> _WORK REQUEST 1_
From the article on electrospinning, copy out the passage starting at "The process of" and ending at "spinning of fibers.".
> _WORK REQUEST 2_
Answer these questions using the article on electrospinning:
(a) Which traditional technique does the article name as being replaced by electrospinning and electrospraying?
(b) What force does electrospinning use to pull charged threads of polymer melts or solutions?
(c) What two things does electrospinning not require, unlike the processes it is compared to?
> _WORK REQUEST 3_
Extend the article on electrospinning past its final sentence.

(Newswire.net — January 11, 2019) — The huge potential for the application of nano-materials across a wide range of sectors is leading to a rise in the research and development of these materials and how they are produced.
The process of electrospinning for fibres and electrospraying for particles is how nano-materials can be fabricated, and is replacing other traditional techniques such as spray-drying across many industrial, medicinal and other sectors.
So how does electrospinning work?
Electrospinning is a method which involved using electrical force to pull charged threads of polymer melts or solutions as means of fiber production. It is similar in some respects to the traditional methods like electrospraying and conventional solution dry spinning of fibers.
However unlike those processes, it does not require high temperatures or coagulation chemistry for successful production.
With the right equipment in place, the process is relatively simple. A solution is prepared of polymers, solvents and other functional components, and molecular chain entanglement is allowed to take place.
The electrospinning part of the process is when the solution is fed through capillaries and high voltage electricity applied. This forms a jet which is stretched and whipped into fibers, while the solvents evaporate.

> _MATERIAL SUPPLIED_

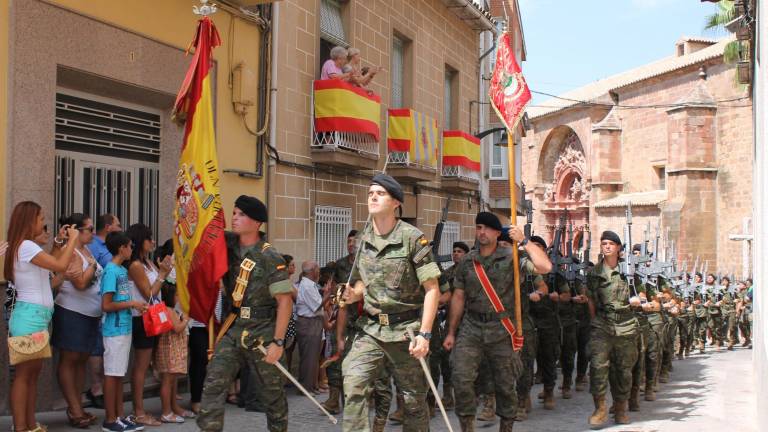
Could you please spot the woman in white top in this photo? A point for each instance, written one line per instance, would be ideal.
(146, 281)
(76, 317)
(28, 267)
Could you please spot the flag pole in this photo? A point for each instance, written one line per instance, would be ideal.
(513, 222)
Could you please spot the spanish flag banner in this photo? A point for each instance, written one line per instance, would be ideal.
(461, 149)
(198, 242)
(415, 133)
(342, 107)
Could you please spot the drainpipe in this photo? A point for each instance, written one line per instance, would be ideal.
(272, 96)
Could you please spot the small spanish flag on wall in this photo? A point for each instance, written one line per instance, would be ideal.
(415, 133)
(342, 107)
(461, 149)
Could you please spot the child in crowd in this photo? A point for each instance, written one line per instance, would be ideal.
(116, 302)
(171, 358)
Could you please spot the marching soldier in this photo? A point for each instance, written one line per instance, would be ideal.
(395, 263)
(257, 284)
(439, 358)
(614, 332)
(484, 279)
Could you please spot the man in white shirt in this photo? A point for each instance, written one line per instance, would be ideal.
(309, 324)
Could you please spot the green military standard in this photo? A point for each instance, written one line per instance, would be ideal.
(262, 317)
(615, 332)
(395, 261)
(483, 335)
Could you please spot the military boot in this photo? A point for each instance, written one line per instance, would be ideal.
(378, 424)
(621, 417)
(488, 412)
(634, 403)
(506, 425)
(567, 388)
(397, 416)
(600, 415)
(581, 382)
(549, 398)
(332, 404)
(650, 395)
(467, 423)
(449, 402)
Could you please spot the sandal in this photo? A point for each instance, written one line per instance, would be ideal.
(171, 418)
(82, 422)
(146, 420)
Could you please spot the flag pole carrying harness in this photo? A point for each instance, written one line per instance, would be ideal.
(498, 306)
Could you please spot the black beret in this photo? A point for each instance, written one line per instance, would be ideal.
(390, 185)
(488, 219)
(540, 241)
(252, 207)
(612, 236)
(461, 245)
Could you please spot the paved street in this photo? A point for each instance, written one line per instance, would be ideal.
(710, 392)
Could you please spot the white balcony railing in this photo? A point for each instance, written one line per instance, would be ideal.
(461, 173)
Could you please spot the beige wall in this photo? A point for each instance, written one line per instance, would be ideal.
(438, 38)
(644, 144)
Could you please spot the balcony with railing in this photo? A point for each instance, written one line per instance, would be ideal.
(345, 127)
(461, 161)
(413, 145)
--
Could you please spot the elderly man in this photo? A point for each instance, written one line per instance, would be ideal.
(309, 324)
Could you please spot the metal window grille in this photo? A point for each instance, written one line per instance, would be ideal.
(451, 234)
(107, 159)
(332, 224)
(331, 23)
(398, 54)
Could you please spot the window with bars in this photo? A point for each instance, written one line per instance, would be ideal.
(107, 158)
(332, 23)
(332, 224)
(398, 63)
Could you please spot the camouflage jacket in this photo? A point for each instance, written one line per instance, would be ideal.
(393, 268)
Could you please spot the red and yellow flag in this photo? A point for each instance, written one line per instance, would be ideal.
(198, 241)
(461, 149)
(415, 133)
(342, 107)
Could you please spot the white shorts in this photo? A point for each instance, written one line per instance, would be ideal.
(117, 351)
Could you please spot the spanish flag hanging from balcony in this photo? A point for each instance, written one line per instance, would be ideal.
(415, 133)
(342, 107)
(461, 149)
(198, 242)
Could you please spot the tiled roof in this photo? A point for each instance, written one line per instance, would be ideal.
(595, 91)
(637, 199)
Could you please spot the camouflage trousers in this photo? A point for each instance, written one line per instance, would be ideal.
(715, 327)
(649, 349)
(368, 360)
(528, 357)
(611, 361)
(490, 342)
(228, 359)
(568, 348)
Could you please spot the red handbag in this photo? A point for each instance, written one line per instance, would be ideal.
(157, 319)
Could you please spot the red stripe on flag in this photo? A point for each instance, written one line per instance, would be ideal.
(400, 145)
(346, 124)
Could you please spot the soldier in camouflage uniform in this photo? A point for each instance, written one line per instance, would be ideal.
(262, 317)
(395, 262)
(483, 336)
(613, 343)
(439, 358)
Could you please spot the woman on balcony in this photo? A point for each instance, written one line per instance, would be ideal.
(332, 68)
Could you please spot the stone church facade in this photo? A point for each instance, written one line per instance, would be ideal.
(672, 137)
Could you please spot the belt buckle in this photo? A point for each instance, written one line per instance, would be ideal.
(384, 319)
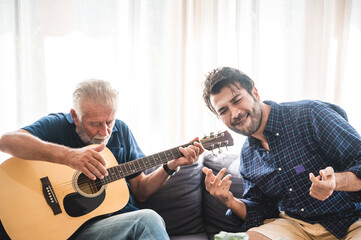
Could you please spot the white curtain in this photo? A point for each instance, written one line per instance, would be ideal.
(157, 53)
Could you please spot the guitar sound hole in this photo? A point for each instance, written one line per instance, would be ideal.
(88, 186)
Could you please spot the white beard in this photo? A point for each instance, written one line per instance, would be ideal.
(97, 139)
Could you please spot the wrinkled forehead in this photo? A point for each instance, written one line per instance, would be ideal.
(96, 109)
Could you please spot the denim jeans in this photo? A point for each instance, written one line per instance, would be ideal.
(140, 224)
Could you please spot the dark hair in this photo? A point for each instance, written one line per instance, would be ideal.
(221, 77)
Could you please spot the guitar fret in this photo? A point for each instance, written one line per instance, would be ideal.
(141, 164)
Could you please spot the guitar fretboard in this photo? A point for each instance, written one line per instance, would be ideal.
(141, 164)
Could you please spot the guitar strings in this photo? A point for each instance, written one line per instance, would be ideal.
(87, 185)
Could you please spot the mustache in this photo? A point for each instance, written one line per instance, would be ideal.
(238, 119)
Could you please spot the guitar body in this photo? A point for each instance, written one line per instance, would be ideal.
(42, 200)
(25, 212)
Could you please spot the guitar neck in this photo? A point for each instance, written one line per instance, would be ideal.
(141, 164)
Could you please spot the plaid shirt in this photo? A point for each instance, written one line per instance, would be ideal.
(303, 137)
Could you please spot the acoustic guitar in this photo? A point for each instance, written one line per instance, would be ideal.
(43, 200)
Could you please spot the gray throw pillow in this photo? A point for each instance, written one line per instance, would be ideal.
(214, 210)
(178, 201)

> _TASK RESULT 1_
The process of electrospinning for fibres and electrospraying for particles is how nano-materials can be fabricated, and is replacing other traditional techniques such as spray-drying across many industrial, medicinal and other sectors.
So how does electrospinning work?
Electrospinning is a method which involved using electrical force to pull charged threads of polymer melts or solutions as means of fiber production. It is similar in some respects to the traditional methods like electrospraying and conventional solution dry spinning of fibers.

> _TASK RESULT 2_
(a) Spray-drying.
(b) Electrical force.
(c) High temperatures and coagulation chemistry.

> _TASK RESULT 3_
The dry fiber is collected, and then can be formed into a membrane, material or whatever form is required depending on the intended purpose.
Scientifically, the theory for all electrospinning is the same. But of course with the varied purposes and environments in which the work is carried out, means that the equipment used needs to be adapted accordingly.
What are the benefits of electrospun nano-materials?
There are many beneficial attributes to nanofiber materials. At a molecular level the finish is almost defect free, and importantly has a high surface area to volume ratio.
This makes it perfect for material that is required for a high degree of physical contact. It also means that the electrospun material should be approaching maximum strength, and so application in mechanical performance with composite materials is entirely possible.
The materials that can be used in electrospinning vary a lot. Not only can polymers be used, but also metals and ceramics. These materials can easily be mixed together for specific properties to be produced.
Of course one of the key benefits is the low cost of set up, despite being highly technical. Compared with other industrial processes, that investment needed is very low.
It is is highly scalable for mass production of nanofibrous membranes, and there are several companies already doing this. To set up an electrospinning company is relatively simple, as someone with a basic understanding in electrostatic can learn the ropes very very quickly.
How can the technique and materials be used in real life?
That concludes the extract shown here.